[begin Document text]

6. Cross-operating-point tracking 

Modes computed independently at successive operating points (rotor or wind speeds) are linked into the lines of a Campbell diagram. Define the link affinity between mode \(i\) at point \(k\) and mode \(j\) at point \(k{+}1\) as the MAC gated by a frequency-continuity penalty,

\[\begin{split}a^{(k)}_{ij} = \begin{cases} \mathrm{MAC}_{ij}\,\big(1 - w_f\,|f_i-f_j|/\Delta f\big), & \mathrm{MAC}_{ij}\ge \tau,\\[2pt] -\infty, & \text{otherwise}, \end{cases}\end{split}\]

with frequency weight \(w_f\) and MAC threshold \(\tau\). VANE extracts each track as the globally optimal continuity path over the not-yet-assigned modes,

\[\max_{\text{path } p}\ \sum_{k} a^{(k)}_{p_k,\,p_{k+1}},\]

by a deterministic dynamic program over the layered mode graph, then removes that path and repeats until every mode is assigned. Each track reports a confidence (its weakest-link MAC) and an ambiguity flag where a mode had two near-equally correlated continuations — a crossing or veering hotspot. The extraction is a globally optimal single-path search applied sequentially; see Limitations for the precise optimality caveat.

7. Excitation lines and resonance 

A rotor turning at \(\Omega\) excites the structure at integer multiples of the rotational frequency — the \(nP\) lines at \(f = n\,\mathrm{rpm}/60\). A potential resonance occurs where a mode curve crosses an \(nP\) line; VANE locates each crossing by sign change of \(f_{\text{mode}} - n\,\mathrm{rpm}/60\) and linearly interpolates the crossing rotor speed, frequency, and damping. Each crossing carries a damping-aware severity (a lightly damped crossing is more dangerous than a well-damped one) and an optional operating-window filter.

[end Document text]

What this task involves: Rewrite the passage on mode tracking, starting at the words "by a deterministic" and ending after "precise optimality caveat.", with "ambiguity flag" changed to "uncertainty flag".

[begin Extracted data]

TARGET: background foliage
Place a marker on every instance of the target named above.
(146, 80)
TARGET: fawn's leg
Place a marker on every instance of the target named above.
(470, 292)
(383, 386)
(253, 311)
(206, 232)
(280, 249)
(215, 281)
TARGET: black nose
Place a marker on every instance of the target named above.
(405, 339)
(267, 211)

[end Extracted data]
[begin Extracted data]

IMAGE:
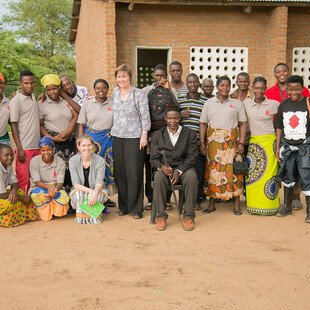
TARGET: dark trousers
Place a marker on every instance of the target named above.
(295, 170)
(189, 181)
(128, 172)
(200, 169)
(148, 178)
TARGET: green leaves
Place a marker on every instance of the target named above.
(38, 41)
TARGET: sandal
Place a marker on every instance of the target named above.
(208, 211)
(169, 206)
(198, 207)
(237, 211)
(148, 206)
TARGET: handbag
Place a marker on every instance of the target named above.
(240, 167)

[end Extracted data]

Finished exercise:
by a deterministic dynamic program over the layered mode graph, then removes that path and repeats until every mode is assigned. Each track reports a confidence (its weakest-link MAC) and an uncertainty flag where a mode had two near-equally correlated continuations — a crossing or veering hotspot. The extraction is a globally optimal single-path search applied sequentially; see Limitations for the precise optimality caveat.